At the time of writing it is impossible to know (or even guess) how events will unfold or what the future position of the UK toward the EU will be after Brexit negotiations. The impact will have to be assessed depending on whether and, if so, how the UK will have access to the internal market. A few UK sports officials have raised their voices to recall, for example, the strong position of British football in Europe and asked for exception regimes for their players. Without intending to sound pessimistic, EU officials have already made it very clear that the UK may not pick and choose how they access the internal market and it is difficult to see how a “sport exemption” regarding free movement of athletes may be granted against any other sectors. A solution might be to implement national UK legislation giving free access to professional players to the UK labour market. A problem will however remain regarding free access to the EU market for UK players as, in that case, there is no obligation for the EU to grant reciprocity. If the professional and semi-professional sport sector in the UK (and in the EU as well for UK players) wishes to still be able to recruit athletes that are EU citizens after the exit as easily as it was before Brexit, it should advocate for an EEA agreement (“EEA type” - which seems inconsistent with the intended aims of the referendum as, in this situation, the UK would retain its access to the internal market but would give up its voting rights). 

In the worst case scenario of a complete exit from the EU, is there any good news for UK sport? British sports federations will be able to implement rules entailing direct discrimination, including introducing quotas of players based on nationality or favouring their own athletes which is, for now, completely forbidden under EU law. On the other hand, the return of visas and work permits between the UK and the EU might lessen the level of competition in national championships as it will hinder exchanges of athletes on both sides. It is quite unsure that this is the best option for British sport. Moreover, one should remember that non-discrimination is also granted to sportspeople coming from non-EU countries under the terms of agreements between the EU and third countries (Igor Simutenkov C-265/03). For example, under the terms of the Cotonou Agreements, it is impossible to impose nationality based quotas for sportsmen from Africa, the Caribbean and the Pacific Group of States provided the player entered the territory of one of the Member States legally, which is a strict condition. This principle implies that a player coming from one of the countries covered by that agreement is not considered as a “foreign” player if quotas for such players are in force in that sport (this is the case for Rugby Union for example). It also means that the UK not only has to renegotiate its relationship with the EU but with all other non-EU countries that are, for now, covered by these association or partnership agreements. British sport will need to be cautious about it.

----------------------------------------

• ASSIGNED TASK: How would you extend the passage on Brexit and UK sport from the point where it stops?

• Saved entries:
----------------------------------------

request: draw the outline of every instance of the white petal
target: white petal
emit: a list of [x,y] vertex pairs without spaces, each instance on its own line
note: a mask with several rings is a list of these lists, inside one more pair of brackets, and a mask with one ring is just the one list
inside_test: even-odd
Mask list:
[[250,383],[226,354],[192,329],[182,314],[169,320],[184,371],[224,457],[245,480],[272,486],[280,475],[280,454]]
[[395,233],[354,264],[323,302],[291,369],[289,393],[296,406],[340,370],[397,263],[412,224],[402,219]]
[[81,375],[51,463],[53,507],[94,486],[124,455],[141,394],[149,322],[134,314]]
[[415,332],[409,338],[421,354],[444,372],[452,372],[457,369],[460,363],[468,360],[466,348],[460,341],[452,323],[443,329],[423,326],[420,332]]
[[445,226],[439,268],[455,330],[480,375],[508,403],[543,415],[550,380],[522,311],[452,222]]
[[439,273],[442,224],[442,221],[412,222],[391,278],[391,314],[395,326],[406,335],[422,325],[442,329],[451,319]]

----------------------------------------

• ANSWER TO THE PROBLEM:
It should also be noted that Brexit will lead to the end of the mutual recognition of professional qualifications (see directive 2005/36). This principle applies in the sport sector as well whenever the possession of a diploma is legally required; Member States cannot refuse to permit EU citizens from other Member States to participate in a profession if they hold a recognised qualification from their country for working in that profession unless there are substantial differences in the level of qualification or duration of training. This applies to coaches (i.e. ski instructors) or doctors in the sport sector for example. Another very specific example is the European professional card (directive 2013/55/EU, applicable from 18 January 2016) that has been implemented for mountain guides (and physiotherapists) and allows for a simple and rapid recognition of professional qualifications. Consequences might be less important where an international sports governing body sets up its own set of qualifications (think about the UEFA Pro Licence for football coaches).

Free movement provisions likewise apply to amateur athletes. Based on a combined reading of articles 18, 21 and 165 TFEU, EU citizens who participate in an amateur sporting activity by using their right to free movement should not be discriminated on grounds of nationality. It is, once more, nearly impossible to currently illustrate the impact of Brexit with tangible facts but it means that free movement of EU citizens who are amateur athletes will be affected while coming to or from the UK for competition or training purposes. Furthermore, in terms of injuries or accidents while training or competing, it should be recalled that Brexit may affect the European health insurance system. This system gives every EU citizens access to state-provided healthcare during a stay in any of the EU countries under the same conditions as people insured in that country.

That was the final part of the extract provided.